Stated goal
Repeat everything in the data below, from the line containing "point: navy blue" down to the final line, word for word.

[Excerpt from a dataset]
※ ※ ※
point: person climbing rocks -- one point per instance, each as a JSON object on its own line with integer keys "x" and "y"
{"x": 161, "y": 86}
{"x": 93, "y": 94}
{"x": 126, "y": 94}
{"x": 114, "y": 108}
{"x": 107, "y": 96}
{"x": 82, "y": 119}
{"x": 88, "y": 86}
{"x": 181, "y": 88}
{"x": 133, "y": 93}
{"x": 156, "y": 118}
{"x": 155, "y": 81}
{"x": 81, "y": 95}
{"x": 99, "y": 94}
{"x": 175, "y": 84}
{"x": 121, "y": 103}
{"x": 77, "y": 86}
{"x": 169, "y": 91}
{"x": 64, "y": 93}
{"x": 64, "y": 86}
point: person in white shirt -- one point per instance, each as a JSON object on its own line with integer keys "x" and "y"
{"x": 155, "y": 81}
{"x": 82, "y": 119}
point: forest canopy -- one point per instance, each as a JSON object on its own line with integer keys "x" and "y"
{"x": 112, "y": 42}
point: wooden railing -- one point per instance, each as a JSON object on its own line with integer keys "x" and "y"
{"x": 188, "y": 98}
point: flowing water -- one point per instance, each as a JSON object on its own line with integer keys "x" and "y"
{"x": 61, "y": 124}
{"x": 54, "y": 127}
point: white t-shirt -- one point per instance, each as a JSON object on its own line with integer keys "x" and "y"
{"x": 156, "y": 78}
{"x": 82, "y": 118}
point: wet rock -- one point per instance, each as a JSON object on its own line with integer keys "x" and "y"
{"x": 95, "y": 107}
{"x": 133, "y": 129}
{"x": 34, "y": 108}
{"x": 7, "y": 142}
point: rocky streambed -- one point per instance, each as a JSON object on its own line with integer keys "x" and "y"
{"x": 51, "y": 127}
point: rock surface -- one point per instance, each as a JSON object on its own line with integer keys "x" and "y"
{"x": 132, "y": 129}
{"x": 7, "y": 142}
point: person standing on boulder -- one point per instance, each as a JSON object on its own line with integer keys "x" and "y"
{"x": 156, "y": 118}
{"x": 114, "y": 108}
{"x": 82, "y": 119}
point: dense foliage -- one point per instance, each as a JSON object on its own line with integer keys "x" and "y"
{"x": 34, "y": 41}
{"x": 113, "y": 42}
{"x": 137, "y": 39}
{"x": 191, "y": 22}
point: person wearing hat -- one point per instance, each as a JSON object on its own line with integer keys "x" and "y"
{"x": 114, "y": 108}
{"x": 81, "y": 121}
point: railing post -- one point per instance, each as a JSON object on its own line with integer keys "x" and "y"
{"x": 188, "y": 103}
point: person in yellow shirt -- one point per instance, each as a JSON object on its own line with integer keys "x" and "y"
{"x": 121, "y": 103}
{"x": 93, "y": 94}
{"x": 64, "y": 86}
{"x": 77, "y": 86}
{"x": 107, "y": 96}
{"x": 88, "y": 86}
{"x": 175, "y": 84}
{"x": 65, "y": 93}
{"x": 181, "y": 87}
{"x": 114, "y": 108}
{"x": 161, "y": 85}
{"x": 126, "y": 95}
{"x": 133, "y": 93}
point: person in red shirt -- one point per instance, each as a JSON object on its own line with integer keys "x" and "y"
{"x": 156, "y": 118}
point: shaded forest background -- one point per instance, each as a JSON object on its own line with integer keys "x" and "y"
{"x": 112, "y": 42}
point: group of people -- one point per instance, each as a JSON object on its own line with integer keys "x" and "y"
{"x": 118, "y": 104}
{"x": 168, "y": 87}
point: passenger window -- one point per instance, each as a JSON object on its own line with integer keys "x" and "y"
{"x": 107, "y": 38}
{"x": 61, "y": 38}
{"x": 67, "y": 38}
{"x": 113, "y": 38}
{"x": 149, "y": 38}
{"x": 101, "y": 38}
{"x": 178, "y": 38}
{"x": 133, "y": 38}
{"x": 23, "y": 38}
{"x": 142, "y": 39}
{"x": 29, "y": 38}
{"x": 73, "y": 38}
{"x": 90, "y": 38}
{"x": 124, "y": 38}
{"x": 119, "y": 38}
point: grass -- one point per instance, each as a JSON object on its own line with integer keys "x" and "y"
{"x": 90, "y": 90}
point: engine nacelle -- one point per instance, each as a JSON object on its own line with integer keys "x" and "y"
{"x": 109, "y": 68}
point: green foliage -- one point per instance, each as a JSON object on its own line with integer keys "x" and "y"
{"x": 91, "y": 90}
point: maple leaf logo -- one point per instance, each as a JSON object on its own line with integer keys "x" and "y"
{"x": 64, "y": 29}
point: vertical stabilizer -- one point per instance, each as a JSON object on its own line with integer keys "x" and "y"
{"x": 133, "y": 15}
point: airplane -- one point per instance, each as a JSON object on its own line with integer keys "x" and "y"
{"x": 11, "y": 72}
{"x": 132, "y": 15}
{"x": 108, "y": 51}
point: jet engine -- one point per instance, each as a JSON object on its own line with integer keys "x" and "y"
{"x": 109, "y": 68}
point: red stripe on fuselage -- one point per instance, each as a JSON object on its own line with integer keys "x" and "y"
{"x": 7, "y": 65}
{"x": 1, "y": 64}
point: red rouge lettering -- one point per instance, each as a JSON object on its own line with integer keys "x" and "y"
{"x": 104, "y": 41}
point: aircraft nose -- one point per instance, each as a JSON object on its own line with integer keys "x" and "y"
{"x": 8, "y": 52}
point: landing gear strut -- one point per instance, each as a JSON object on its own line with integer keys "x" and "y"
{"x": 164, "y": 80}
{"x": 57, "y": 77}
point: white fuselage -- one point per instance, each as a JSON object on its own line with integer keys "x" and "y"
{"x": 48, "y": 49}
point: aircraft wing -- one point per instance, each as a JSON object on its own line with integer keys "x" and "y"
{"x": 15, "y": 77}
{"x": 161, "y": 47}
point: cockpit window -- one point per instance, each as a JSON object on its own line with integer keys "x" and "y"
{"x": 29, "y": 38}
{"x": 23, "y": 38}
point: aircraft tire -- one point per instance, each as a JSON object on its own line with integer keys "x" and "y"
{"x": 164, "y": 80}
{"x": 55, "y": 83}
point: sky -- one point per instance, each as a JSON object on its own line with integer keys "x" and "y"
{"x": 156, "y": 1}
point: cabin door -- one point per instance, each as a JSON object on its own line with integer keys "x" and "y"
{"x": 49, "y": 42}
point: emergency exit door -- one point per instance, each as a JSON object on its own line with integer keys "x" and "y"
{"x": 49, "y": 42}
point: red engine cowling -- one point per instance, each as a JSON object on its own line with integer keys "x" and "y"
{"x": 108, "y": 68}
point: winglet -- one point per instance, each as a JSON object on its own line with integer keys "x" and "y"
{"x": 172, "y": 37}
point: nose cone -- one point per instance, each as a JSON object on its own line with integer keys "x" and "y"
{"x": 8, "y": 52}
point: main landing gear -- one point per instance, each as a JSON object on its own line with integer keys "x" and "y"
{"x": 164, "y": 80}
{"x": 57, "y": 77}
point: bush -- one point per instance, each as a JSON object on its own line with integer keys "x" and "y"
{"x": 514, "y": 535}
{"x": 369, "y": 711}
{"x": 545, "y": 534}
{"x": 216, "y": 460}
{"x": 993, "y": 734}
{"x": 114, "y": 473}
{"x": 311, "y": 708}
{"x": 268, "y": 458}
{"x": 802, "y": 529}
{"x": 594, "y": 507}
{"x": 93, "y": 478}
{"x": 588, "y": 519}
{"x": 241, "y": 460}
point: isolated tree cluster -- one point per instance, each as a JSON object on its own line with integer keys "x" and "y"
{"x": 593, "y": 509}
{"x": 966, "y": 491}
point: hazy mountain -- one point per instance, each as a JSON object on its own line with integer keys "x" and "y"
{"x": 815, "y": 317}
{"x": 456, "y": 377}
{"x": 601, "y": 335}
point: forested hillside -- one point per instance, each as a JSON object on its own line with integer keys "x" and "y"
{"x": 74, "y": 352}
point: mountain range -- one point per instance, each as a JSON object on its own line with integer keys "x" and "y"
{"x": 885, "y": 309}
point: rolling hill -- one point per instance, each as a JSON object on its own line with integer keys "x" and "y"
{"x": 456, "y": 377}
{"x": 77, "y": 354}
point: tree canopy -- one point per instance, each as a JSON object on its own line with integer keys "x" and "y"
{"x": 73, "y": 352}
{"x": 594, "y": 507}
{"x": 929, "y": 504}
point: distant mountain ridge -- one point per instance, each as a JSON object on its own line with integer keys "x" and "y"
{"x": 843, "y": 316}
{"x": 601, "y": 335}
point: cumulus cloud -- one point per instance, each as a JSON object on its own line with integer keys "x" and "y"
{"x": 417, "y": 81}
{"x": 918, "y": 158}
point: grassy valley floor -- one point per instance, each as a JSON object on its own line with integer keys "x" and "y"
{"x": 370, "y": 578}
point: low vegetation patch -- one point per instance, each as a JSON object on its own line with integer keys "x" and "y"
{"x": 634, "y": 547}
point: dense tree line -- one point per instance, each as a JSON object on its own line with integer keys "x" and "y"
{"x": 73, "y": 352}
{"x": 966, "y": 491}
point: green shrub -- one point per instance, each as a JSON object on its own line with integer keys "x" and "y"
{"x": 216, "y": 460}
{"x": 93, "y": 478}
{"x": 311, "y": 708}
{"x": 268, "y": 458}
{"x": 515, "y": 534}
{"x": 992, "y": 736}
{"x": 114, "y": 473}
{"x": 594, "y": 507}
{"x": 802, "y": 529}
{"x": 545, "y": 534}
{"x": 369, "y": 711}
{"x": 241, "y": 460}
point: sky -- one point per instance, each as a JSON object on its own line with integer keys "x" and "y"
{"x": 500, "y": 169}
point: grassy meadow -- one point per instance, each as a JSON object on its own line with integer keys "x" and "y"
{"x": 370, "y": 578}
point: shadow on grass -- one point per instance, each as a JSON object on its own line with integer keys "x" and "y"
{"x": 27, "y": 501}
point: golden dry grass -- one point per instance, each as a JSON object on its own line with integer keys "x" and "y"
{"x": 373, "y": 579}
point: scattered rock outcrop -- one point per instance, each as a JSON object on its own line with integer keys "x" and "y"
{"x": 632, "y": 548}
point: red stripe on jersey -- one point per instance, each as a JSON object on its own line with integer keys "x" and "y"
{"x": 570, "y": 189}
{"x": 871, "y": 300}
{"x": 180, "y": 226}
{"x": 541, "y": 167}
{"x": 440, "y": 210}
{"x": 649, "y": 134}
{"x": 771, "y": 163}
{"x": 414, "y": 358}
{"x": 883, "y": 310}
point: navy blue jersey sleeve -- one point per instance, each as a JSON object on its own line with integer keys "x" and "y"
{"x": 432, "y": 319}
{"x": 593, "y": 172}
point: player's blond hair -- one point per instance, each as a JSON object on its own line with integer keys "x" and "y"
※ ※ ※
Output of the exercise
point: navy blue jersey sleeve -- one point per instance, each as a JSON object on its own line with integer keys "x" and "y"
{"x": 432, "y": 319}
{"x": 593, "y": 172}
point: player's blond hair -- one point per instance, each as a JSON object on its own line with integer keys "x" and "y"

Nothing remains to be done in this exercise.